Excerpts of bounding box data
* * *
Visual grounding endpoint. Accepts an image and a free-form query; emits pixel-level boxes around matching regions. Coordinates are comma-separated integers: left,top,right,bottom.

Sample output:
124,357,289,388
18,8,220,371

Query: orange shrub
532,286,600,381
* * *
OBJECTIVE: Substitute "service" for "endpoint" throughout the listing, and reproduce all of its lines with nothing else altered.

EXERCISE ANSWER:
Visual grounding service. Accepts an image and a free-form query; emits pixel-level boxes around matching regions. Coordinates are comma-separated integers: left,top,right,bottom.

Sample output:
124,357,289,388
18,8,220,371

Query: orange shrub
532,286,600,381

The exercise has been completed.